Point annotation dataset records:

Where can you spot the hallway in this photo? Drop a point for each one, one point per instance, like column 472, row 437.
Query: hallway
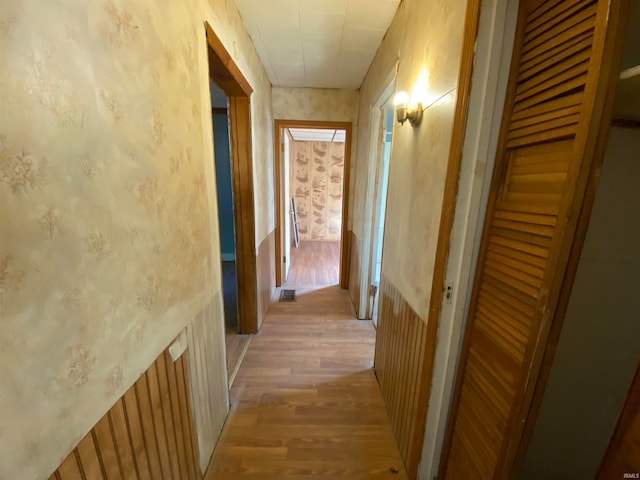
column 305, row 401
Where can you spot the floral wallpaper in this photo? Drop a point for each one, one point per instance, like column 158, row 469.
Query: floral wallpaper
column 108, row 238
column 423, row 41
column 323, row 104
column 317, row 170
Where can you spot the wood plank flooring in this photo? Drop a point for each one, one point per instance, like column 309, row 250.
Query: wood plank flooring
column 315, row 263
column 305, row 402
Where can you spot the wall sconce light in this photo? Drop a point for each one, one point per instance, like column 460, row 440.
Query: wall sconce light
column 406, row 111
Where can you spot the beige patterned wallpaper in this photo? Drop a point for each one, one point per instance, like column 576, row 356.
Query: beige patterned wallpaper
column 324, row 104
column 425, row 39
column 317, row 170
column 108, row 238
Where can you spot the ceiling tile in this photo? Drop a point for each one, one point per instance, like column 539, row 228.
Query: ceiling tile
column 319, row 25
column 328, row 48
column 317, row 43
column 324, row 6
column 284, row 13
column 286, row 56
column 370, row 13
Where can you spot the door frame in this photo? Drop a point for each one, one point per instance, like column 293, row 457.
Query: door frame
column 345, row 247
column 377, row 129
column 495, row 31
column 519, row 431
column 226, row 74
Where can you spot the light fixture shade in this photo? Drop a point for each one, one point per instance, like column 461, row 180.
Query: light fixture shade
column 401, row 99
column 405, row 112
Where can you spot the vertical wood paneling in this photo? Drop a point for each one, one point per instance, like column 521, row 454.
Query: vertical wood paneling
column 400, row 357
column 562, row 58
column 127, row 444
column 208, row 377
column 266, row 274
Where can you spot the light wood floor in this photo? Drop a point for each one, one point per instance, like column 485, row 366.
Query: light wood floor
column 315, row 263
column 305, row 402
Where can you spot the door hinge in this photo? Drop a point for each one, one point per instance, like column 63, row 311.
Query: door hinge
column 448, row 293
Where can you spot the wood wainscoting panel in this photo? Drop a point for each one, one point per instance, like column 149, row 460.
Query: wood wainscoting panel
column 400, row 363
column 147, row 434
column 623, row 453
column 266, row 274
column 354, row 271
column 208, row 376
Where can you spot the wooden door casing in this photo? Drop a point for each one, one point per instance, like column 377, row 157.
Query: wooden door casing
column 561, row 69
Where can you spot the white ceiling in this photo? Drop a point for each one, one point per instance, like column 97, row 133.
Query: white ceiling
column 317, row 43
column 317, row 135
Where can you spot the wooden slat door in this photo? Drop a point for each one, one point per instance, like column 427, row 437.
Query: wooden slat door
column 560, row 74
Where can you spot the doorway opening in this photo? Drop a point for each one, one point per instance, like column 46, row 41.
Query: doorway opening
column 382, row 120
column 312, row 182
column 380, row 205
column 235, row 342
column 236, row 215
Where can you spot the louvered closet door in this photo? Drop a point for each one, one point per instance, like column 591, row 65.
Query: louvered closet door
column 546, row 147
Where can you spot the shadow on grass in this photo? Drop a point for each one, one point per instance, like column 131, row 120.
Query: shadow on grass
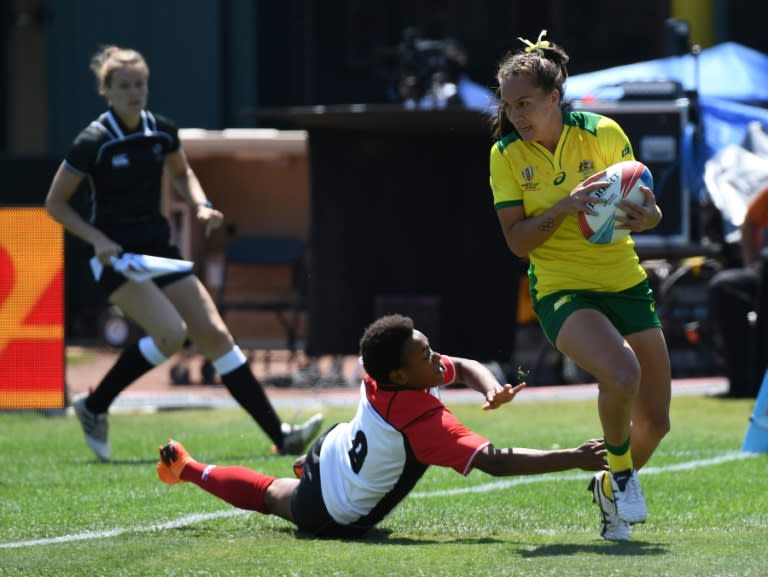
column 624, row 548
column 377, row 536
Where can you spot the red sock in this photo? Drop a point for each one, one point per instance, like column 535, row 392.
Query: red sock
column 239, row 486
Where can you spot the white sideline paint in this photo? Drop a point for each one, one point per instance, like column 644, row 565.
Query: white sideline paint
column 202, row 517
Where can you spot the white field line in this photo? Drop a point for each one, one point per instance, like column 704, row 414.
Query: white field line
column 486, row 487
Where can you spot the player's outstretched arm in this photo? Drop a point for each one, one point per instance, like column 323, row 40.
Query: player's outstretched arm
column 479, row 378
column 589, row 456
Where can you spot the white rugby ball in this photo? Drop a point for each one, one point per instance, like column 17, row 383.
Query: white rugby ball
column 624, row 182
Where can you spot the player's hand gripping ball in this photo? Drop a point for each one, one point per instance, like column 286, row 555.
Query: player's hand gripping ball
column 624, row 182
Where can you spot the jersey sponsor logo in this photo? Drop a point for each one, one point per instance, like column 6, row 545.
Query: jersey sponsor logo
column 31, row 310
column 563, row 300
column 121, row 160
column 586, row 169
column 528, row 173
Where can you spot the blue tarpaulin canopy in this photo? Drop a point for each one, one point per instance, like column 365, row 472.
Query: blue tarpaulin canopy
column 727, row 71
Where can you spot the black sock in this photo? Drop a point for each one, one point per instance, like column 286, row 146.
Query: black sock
column 622, row 477
column 129, row 366
column 247, row 391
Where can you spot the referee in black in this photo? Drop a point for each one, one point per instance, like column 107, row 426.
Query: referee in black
column 123, row 154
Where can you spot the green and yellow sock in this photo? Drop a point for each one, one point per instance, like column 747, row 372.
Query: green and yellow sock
column 619, row 461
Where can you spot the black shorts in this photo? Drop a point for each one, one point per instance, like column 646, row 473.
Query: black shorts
column 110, row 280
column 308, row 507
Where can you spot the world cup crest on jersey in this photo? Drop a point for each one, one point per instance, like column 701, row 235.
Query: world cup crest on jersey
column 528, row 173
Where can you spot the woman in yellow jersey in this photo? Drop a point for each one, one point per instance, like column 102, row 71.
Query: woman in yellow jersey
column 593, row 301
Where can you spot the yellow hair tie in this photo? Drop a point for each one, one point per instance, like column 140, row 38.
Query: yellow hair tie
column 540, row 43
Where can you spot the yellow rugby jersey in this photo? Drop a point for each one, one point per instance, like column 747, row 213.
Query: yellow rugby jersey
column 528, row 174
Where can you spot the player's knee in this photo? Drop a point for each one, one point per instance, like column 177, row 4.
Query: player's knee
column 624, row 380
column 171, row 339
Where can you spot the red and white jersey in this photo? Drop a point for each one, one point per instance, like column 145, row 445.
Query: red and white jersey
column 367, row 466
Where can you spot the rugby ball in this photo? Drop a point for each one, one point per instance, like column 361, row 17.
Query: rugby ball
column 624, row 182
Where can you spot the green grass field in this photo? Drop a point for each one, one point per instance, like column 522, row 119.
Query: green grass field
column 64, row 514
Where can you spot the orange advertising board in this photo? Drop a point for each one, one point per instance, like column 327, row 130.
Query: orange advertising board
column 31, row 309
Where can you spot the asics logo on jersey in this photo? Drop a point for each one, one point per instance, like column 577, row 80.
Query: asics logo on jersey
column 121, row 160
column 625, row 151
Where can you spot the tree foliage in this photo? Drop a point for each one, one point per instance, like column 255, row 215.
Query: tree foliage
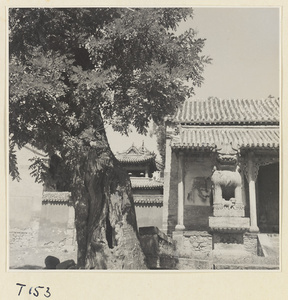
column 67, row 64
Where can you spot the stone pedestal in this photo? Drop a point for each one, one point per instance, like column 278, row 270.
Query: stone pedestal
column 228, row 224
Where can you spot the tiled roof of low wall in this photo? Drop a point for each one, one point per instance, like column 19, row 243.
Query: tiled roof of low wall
column 229, row 111
column 146, row 183
column 207, row 137
column 148, row 200
column 56, row 198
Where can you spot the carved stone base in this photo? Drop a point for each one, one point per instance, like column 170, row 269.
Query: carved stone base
column 228, row 210
column 229, row 224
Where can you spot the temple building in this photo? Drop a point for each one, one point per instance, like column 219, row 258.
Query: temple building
column 147, row 184
column 221, row 175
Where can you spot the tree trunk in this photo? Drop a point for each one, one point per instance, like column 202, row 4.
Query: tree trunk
column 105, row 217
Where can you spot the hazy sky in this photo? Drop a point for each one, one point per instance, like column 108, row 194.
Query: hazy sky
column 244, row 45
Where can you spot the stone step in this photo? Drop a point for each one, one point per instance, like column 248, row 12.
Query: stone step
column 244, row 267
column 269, row 244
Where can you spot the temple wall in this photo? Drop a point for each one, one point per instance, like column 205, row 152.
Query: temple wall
column 149, row 216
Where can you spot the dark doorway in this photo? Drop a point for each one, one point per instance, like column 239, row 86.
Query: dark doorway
column 268, row 198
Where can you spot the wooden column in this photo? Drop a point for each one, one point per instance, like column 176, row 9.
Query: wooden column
column 180, row 222
column 252, row 176
column 146, row 172
column 166, row 189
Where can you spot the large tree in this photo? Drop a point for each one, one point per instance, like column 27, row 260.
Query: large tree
column 72, row 72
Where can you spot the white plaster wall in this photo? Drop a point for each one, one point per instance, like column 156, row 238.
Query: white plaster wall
column 197, row 170
column 25, row 196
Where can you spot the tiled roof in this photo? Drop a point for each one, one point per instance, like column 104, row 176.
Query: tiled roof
column 229, row 111
column 208, row 137
column 148, row 200
column 145, row 183
column 135, row 155
column 56, row 197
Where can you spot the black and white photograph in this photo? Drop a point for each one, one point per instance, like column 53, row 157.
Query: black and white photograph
column 144, row 139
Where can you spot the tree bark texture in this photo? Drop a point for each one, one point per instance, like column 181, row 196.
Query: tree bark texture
column 105, row 218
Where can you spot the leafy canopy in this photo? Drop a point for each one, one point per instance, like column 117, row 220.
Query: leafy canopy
column 69, row 68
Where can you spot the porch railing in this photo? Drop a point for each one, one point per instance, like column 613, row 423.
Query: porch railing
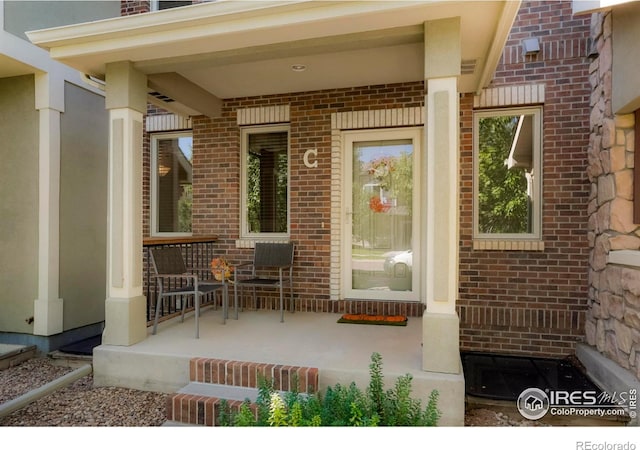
column 197, row 252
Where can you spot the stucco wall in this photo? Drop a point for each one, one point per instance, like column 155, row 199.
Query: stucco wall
column 613, row 317
column 83, row 206
column 21, row 16
column 18, row 203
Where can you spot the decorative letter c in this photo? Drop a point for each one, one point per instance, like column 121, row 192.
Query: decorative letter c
column 313, row 152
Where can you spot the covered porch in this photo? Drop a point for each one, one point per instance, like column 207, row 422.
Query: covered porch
column 204, row 57
column 341, row 353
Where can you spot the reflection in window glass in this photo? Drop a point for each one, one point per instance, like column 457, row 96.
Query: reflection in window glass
column 506, row 173
column 173, row 184
column 267, row 173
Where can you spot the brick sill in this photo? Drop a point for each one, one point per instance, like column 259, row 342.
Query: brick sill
column 625, row 258
column 507, row 245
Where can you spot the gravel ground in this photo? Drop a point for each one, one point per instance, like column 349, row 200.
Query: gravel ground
column 82, row 404
column 78, row 404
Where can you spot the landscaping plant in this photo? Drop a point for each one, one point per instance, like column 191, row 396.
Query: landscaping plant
column 339, row 406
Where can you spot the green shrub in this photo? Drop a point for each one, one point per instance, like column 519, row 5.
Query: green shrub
column 339, row 406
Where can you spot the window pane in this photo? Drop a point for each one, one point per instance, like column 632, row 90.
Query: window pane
column 382, row 202
column 267, row 182
column 174, row 188
column 505, row 174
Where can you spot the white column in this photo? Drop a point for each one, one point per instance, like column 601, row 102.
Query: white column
column 125, row 307
column 48, row 307
column 441, row 328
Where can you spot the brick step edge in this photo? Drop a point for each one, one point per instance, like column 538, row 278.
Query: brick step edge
column 248, row 374
column 193, row 409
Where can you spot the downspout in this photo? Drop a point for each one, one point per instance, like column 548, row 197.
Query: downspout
column 36, row 394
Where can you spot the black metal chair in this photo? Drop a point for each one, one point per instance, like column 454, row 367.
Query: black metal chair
column 168, row 264
column 267, row 257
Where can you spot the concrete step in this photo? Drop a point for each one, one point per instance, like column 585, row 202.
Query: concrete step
column 12, row 355
column 221, row 391
column 214, row 380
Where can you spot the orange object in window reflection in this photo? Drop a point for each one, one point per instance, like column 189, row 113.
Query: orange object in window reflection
column 376, row 205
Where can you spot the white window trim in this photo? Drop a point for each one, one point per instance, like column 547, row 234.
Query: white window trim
column 497, row 240
column 244, row 225
column 153, row 204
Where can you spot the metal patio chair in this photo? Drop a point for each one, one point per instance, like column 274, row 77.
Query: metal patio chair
column 168, row 264
column 268, row 257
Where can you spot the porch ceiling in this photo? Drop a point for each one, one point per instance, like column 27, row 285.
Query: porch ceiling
column 10, row 67
column 234, row 49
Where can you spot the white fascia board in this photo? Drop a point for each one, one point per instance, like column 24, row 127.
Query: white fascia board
column 591, row 6
column 26, row 53
column 505, row 23
column 246, row 22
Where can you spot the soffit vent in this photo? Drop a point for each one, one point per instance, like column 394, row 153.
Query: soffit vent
column 468, row 66
column 161, row 97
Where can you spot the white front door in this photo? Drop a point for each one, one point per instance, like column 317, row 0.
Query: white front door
column 381, row 232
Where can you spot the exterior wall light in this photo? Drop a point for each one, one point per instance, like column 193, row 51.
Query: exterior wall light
column 530, row 46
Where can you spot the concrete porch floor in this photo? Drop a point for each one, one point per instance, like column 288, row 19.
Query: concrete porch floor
column 341, row 352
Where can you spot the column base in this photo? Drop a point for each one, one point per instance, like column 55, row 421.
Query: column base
column 48, row 317
column 441, row 343
column 125, row 321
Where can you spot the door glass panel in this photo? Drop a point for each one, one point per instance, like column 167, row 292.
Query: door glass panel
column 382, row 201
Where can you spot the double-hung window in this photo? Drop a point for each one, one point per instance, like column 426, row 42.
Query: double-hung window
column 171, row 183
column 265, row 181
column 507, row 174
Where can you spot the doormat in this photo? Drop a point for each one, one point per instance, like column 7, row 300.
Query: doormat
column 371, row 319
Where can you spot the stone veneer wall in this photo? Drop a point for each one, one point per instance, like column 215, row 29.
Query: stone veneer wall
column 613, row 317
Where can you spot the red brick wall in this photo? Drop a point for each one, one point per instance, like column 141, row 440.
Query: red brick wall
column 509, row 302
column 216, row 183
column 535, row 302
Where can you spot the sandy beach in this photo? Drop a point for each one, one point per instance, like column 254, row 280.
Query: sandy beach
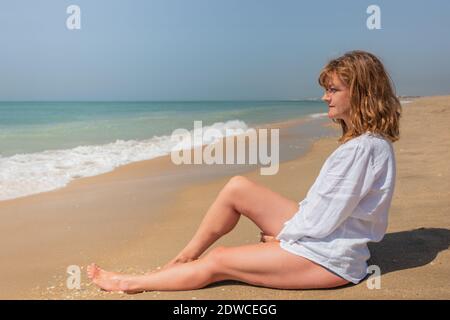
column 117, row 221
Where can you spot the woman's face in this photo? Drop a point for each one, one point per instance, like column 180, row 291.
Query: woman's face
column 337, row 96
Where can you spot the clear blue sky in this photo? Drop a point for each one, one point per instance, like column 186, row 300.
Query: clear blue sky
column 212, row 49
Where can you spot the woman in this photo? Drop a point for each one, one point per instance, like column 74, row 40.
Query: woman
column 320, row 242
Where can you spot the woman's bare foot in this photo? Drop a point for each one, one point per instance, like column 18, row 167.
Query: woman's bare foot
column 109, row 281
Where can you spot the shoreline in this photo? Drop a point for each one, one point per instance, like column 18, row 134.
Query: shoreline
column 283, row 125
column 94, row 218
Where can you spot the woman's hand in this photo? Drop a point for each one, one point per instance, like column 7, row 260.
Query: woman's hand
column 266, row 238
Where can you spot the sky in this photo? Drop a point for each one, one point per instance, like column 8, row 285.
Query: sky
column 212, row 49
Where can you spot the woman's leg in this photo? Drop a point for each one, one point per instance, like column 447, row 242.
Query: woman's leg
column 240, row 196
column 262, row 264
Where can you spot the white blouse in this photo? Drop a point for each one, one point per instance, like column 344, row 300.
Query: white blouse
column 345, row 208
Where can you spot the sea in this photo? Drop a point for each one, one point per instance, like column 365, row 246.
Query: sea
column 45, row 145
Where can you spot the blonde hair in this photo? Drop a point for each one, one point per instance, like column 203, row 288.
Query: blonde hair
column 374, row 106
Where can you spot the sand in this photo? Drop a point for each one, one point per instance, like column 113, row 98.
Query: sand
column 114, row 220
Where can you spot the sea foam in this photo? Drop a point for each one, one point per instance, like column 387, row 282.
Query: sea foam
column 31, row 173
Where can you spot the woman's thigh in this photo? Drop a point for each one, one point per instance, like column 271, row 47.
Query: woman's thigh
column 268, row 265
column 266, row 208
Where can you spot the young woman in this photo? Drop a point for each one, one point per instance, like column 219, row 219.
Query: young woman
column 320, row 242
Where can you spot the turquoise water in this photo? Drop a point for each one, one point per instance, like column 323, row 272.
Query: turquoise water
column 27, row 127
column 45, row 145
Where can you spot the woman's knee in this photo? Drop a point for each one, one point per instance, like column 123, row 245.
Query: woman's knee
column 236, row 185
column 216, row 256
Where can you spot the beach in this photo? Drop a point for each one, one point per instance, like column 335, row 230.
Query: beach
column 124, row 221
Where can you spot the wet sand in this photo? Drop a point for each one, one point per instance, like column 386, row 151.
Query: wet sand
column 115, row 221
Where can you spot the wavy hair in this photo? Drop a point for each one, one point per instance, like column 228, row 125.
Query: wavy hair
column 374, row 105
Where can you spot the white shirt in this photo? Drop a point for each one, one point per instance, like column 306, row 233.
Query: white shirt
column 346, row 207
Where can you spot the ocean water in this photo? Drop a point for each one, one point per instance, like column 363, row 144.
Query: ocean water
column 45, row 145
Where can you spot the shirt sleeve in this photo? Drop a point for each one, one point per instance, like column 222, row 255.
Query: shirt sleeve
column 334, row 196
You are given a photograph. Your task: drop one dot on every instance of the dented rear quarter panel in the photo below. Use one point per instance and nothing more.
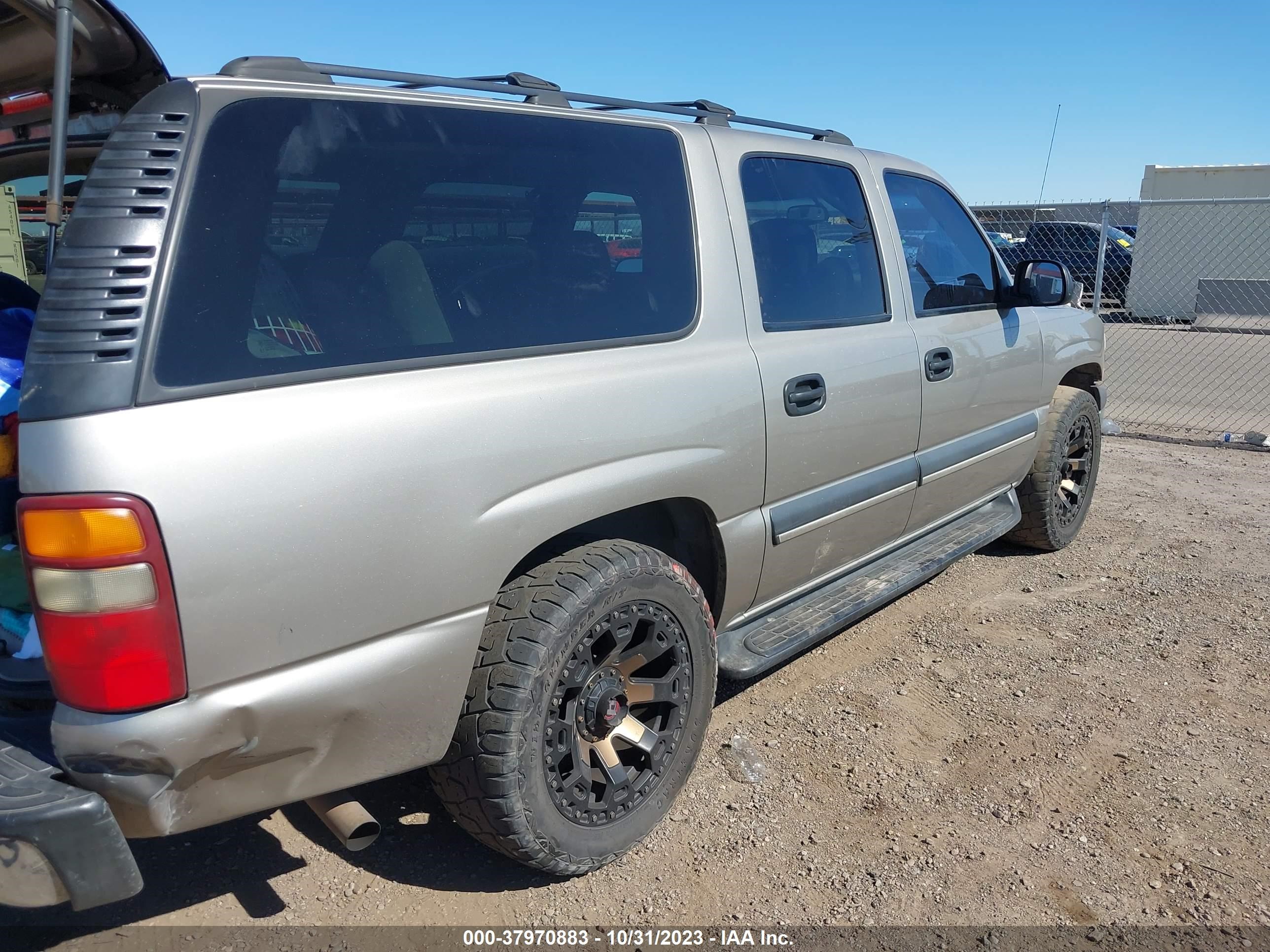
(334, 545)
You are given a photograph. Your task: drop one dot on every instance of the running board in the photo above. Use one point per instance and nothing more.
(765, 643)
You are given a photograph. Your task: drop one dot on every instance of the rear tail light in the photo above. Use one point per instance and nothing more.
(103, 601)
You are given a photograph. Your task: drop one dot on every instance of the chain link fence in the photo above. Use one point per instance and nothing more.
(1184, 290)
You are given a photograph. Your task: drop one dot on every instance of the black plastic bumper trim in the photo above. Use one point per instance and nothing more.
(73, 828)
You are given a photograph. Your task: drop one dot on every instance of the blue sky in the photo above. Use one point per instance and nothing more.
(968, 88)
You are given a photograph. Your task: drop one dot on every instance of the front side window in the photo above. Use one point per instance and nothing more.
(949, 263)
(816, 253)
(325, 234)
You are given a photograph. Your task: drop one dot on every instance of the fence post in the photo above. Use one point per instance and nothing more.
(1103, 254)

• EXERCISE OBJECTIVE
Set down, exactly and in full, the lines from the one containing "of the blue" through the end of the entries; no other line belongs.

• COMPLETE ANSWER
You are given a photograph. Your task: drop one dot on every instance of the blue sky in the photo above. Use one point per instance and nothing more.
(968, 88)
You are given a photograph. Your task: drop one dot on every instance of the front side window in the photo above. Use one point per instance and nothing more.
(949, 263)
(816, 253)
(325, 234)
You are given a photograph. Your task: drop one dot on every instance of the fence post in the photo above. Use one point per instance and nothing more.
(1103, 254)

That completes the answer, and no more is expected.